Stated problem:
Output the entries word for word, starting with the first line and going on through the line that contains "[[368, 188], [451, 197]]", including that line.

Given data:
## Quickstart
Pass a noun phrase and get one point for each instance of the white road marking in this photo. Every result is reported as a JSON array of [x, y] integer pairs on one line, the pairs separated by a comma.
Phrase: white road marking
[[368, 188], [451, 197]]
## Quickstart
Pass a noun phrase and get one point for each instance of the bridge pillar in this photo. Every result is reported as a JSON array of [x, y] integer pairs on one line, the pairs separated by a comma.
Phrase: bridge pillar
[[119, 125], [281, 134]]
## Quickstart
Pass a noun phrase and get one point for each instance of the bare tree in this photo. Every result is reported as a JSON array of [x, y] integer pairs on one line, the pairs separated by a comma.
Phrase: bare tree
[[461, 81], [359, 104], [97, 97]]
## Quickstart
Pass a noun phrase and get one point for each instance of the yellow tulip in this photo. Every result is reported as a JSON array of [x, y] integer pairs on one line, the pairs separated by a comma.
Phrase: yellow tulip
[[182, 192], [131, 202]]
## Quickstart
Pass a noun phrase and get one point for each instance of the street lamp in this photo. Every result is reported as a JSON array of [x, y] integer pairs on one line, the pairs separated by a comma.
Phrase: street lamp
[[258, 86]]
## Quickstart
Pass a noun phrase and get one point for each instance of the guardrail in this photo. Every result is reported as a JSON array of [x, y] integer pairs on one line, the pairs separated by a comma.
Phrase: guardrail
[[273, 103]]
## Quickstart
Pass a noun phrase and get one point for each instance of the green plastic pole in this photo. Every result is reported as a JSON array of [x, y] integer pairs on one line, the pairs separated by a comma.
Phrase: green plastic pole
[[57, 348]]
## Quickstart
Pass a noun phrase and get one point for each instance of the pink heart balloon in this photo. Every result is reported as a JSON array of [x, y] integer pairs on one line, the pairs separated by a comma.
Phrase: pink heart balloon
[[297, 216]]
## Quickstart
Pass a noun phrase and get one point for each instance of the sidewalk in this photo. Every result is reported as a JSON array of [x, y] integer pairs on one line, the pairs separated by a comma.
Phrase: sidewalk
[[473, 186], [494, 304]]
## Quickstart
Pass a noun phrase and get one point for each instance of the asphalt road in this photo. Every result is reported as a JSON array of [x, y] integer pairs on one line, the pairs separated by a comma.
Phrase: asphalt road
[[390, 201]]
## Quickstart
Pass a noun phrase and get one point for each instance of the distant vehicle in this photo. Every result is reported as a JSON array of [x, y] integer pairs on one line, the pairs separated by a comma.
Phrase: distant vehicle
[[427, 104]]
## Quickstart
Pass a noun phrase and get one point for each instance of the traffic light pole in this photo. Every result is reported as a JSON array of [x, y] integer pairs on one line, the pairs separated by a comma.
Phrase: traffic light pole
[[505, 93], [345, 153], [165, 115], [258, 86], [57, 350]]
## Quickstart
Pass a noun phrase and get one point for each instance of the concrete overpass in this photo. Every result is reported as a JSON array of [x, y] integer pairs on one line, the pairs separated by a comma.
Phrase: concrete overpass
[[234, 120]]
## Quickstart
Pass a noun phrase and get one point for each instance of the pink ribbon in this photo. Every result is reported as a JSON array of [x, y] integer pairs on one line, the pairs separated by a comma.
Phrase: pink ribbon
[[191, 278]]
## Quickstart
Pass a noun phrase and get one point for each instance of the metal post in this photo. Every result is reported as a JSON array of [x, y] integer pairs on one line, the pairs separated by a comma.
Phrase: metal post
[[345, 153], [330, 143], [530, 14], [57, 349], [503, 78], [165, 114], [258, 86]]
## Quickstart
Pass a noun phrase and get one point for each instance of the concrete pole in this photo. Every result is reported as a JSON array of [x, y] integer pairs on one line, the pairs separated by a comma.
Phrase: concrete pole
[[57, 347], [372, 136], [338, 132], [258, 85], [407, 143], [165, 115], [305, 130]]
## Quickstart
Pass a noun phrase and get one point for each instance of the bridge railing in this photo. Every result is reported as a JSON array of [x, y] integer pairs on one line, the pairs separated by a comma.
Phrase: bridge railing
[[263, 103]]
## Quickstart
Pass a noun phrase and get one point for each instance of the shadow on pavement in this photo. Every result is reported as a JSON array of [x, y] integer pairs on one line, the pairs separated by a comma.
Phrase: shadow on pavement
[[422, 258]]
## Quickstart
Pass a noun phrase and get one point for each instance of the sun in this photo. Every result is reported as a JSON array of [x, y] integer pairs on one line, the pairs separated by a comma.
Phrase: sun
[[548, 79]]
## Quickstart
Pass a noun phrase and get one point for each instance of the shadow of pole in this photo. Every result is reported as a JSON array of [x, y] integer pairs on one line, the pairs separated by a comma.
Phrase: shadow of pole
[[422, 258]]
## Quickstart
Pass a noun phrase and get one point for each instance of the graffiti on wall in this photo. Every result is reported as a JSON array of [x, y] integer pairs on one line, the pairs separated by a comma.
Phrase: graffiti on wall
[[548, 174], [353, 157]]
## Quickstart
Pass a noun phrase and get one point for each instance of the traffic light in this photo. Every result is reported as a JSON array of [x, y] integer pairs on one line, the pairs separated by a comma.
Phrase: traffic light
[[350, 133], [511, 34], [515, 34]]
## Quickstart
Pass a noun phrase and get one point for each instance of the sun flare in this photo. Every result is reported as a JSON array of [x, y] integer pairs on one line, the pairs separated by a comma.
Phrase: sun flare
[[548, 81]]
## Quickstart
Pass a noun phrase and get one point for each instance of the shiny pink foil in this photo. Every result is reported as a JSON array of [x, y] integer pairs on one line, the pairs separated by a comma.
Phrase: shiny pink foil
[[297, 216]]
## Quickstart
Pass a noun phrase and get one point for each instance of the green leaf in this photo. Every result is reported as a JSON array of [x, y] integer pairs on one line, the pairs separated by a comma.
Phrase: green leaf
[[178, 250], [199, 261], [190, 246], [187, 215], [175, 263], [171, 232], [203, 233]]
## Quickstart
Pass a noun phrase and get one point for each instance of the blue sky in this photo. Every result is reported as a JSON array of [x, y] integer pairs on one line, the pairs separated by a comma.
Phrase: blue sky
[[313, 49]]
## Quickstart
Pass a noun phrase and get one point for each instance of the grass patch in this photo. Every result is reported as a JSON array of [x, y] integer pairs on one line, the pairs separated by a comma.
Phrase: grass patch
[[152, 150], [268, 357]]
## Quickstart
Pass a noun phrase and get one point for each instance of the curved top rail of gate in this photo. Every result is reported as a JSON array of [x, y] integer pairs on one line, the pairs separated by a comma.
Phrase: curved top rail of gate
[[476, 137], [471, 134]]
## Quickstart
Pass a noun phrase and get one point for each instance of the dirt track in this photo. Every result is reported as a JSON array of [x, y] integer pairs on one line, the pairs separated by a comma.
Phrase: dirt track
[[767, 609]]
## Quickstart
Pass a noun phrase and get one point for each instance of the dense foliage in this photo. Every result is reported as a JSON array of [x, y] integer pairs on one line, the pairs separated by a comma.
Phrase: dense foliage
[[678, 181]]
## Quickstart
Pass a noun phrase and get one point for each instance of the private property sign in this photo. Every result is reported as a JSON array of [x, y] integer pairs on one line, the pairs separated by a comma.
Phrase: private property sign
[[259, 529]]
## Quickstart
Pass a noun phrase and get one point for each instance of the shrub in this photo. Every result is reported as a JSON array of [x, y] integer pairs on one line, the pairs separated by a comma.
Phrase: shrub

Response:
## Quickstart
Pass a noun phrase and get one point for each instance of the white road marking in this photo. Every result is reported as a JSON array of [x, y] integer pairs on one line, the pairs separated by a comma.
Phrase: white road marking
[[368, 188], [451, 197]]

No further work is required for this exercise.